(Exercise goal) Rewrite the entries from the beginning through the line that contains "164), (148, 167)]", replacing every "instance" with "occurrence" and leaving everything else unchanged. Omit the pictures from your answer.

(Source data)
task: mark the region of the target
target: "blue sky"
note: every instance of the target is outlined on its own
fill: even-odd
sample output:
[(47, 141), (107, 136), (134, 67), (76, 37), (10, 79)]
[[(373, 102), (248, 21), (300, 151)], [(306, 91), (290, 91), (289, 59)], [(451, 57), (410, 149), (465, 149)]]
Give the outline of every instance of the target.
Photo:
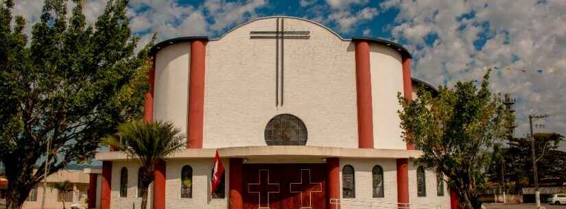
[[(14, 13), (30, 25), (43, 1), (15, 1)], [(94, 23), (106, 0), (86, 0)], [(327, 25), (345, 38), (384, 38), (403, 44), (414, 55), (413, 77), (434, 86), (481, 79), (488, 66), (491, 88), (510, 93), (519, 123), (547, 113), (535, 131), (566, 134), (566, 1), (564, 0), (132, 0), (130, 27), (146, 43), (185, 36), (216, 38), (257, 17), (287, 15)], [(566, 147), (566, 145), (565, 145)]]

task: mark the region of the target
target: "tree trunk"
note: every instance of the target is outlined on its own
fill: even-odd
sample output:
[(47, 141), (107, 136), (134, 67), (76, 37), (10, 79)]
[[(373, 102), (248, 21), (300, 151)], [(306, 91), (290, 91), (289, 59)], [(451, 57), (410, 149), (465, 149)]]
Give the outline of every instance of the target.
[[(17, 178), (12, 178), (17, 180)], [(8, 189), (6, 190), (6, 208), (7, 209), (21, 209), (23, 202), (30, 195), (30, 192), (32, 187), (22, 186), (23, 184), (18, 184), (16, 181), (10, 180), (8, 178)]]
[(148, 208), (148, 190), (149, 186), (143, 185), (141, 186), (141, 206), (140, 209)]
[(65, 197), (67, 197), (67, 193), (63, 193), (63, 209), (65, 209)]
[(142, 167), (142, 175), (141, 175), (141, 206), (140, 206), (140, 209), (147, 209), (148, 208), (148, 190), (150, 188), (150, 184), (152, 184), (154, 179), (154, 167), (153, 165), (151, 164), (148, 167)]

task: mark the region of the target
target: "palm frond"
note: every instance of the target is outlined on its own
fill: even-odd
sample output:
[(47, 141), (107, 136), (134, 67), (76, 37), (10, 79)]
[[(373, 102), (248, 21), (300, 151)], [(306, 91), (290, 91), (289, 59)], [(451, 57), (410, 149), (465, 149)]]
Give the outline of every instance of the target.
[(169, 121), (132, 121), (120, 125), (118, 131), (103, 138), (103, 144), (139, 159), (144, 166), (165, 160), (186, 145), (181, 130)]

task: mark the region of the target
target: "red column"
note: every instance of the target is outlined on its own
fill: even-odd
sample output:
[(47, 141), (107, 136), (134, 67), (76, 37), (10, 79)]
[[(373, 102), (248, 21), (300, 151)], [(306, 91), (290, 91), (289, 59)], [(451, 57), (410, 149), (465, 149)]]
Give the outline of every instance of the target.
[(165, 162), (155, 164), (153, 182), (153, 209), (165, 209)]
[(371, 104), (370, 46), (366, 41), (355, 45), (358, 147), (373, 148), (373, 114)]
[[(112, 162), (102, 162), (102, 181), (100, 188), (100, 209), (110, 209), (110, 193), (112, 189)], [(96, 191), (95, 191), (96, 192)]]
[[(413, 100), (413, 85), (411, 80), (411, 58), (403, 57), (403, 94), (405, 99)], [(415, 150), (416, 146), (407, 143), (407, 149)]]
[(187, 148), (202, 148), (204, 109), (204, 59), (206, 46), (202, 40), (191, 42), (189, 82), (189, 134)]
[(98, 174), (89, 174), (89, 194), (87, 195), (87, 198), (89, 198), (89, 208), (96, 208), (96, 186), (97, 177)]
[[(338, 158), (327, 158), (327, 196), (328, 199), (340, 198), (340, 160)], [(329, 209), (338, 209), (339, 205), (327, 204)]]
[(458, 197), (458, 192), (454, 190), (450, 190), (450, 209), (458, 209), (458, 205), (460, 204), (460, 199)]
[(153, 91), (155, 87), (155, 57), (153, 66), (148, 72), (148, 82), (150, 83), (150, 91), (145, 93), (145, 103), (143, 104), (143, 121), (150, 123), (153, 120)]
[[(409, 204), (409, 164), (408, 159), (397, 159), (397, 202)], [(399, 205), (399, 208), (405, 208)]]
[(242, 158), (230, 158), (230, 209), (242, 209)]

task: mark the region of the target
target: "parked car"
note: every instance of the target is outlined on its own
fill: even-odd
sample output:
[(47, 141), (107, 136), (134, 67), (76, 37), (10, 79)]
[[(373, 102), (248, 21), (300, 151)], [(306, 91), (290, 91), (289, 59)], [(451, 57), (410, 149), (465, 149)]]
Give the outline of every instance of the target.
[(556, 194), (550, 196), (547, 201), (549, 204), (561, 205), (566, 204), (566, 194)]

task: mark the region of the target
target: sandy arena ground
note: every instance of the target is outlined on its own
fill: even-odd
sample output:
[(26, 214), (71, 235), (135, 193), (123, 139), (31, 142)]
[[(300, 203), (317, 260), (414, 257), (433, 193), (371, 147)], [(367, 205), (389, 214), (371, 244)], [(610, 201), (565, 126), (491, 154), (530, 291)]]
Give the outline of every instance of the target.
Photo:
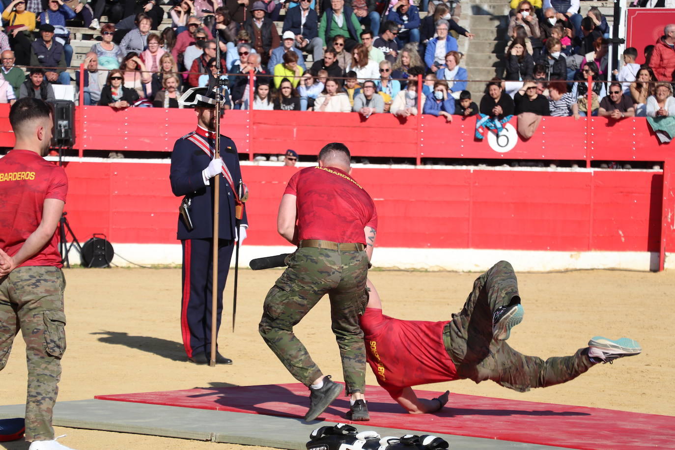
[[(514, 262), (517, 272), (517, 262)], [(178, 320), (180, 269), (66, 270), (68, 351), (59, 400), (91, 399), (99, 394), (295, 382), (257, 331), (265, 295), (280, 273), (280, 269), (240, 273), (234, 334), (230, 331), (230, 279), (219, 348), (234, 364), (211, 368), (186, 362)], [(438, 320), (461, 308), (477, 275), (371, 271), (371, 279), (383, 298), (385, 314)], [(466, 380), (423, 389), (674, 414), (675, 271), (592, 271), (522, 274), (518, 278), (525, 318), (509, 341), (514, 348), (543, 358), (564, 356), (585, 346), (591, 337), (601, 335), (634, 338), (642, 345), (643, 354), (612, 365), (599, 365), (570, 383), (526, 393), (490, 381), (479, 385)], [(324, 372), (342, 381), (329, 316), (325, 298), (296, 330)], [(20, 337), (0, 374), (0, 403), (24, 403), (26, 378), (24, 346)], [(370, 372), (367, 382), (377, 384)], [(256, 448), (72, 428), (58, 428), (56, 431), (57, 435), (68, 434), (63, 443), (79, 450)], [(0, 448), (25, 450), (28, 445), (23, 441), (0, 443)]]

(Answer for the task)
task: mark the region of the target
target: "blue sky"
note: every occurrence of the target is outlined on its own
fill: even-odd
sample output:
[(47, 141), (107, 136), (134, 67), (76, 37), (10, 79)]
[[(373, 102), (248, 21), (300, 151)], [(306, 91), (290, 91), (289, 59)], [(451, 57), (410, 149), (465, 149)]]
Give the outline of every occurrence of the target.
Photo:
[[(14, 13), (30, 25), (43, 1), (15, 1)], [(94, 23), (106, 0), (86, 0)], [(327, 25), (345, 38), (384, 38), (403, 44), (414, 55), (413, 77), (434, 86), (481, 79), (488, 66), (491, 88), (510, 93), (519, 123), (547, 113), (535, 131), (566, 134), (566, 1), (564, 0), (132, 0), (130, 27), (146, 43), (185, 36), (216, 38), (257, 17), (287, 15)], [(566, 147), (566, 145), (565, 145)]]

task: mark the region of the target
target: "tree trunk"
note: every occurrence of the target is outlined on its own
fill: even-odd
sample output:
[(47, 141), (107, 136), (134, 67), (76, 37), (10, 79)]
[[(373, 102), (248, 21), (300, 151)], [(306, 91), (290, 91), (289, 59)], [(451, 57), (410, 149), (465, 149)]]
Give the outline of every occurrence of the target.
[[(17, 178), (12, 178), (17, 180)], [(8, 189), (6, 190), (6, 208), (7, 209), (21, 209), (23, 202), (30, 195), (30, 192), (32, 187), (22, 186), (23, 184), (18, 184), (16, 181), (10, 180), (8, 178)]]
[(148, 208), (148, 190), (149, 186), (143, 185), (141, 186), (141, 206), (140, 209)]
[(65, 197), (67, 197), (67, 193), (63, 193), (63, 209), (65, 209)]
[(142, 167), (142, 175), (141, 175), (141, 206), (140, 206), (140, 209), (147, 209), (148, 208), (148, 190), (150, 188), (150, 184), (152, 184), (154, 179), (154, 167), (153, 165), (151, 164), (148, 167)]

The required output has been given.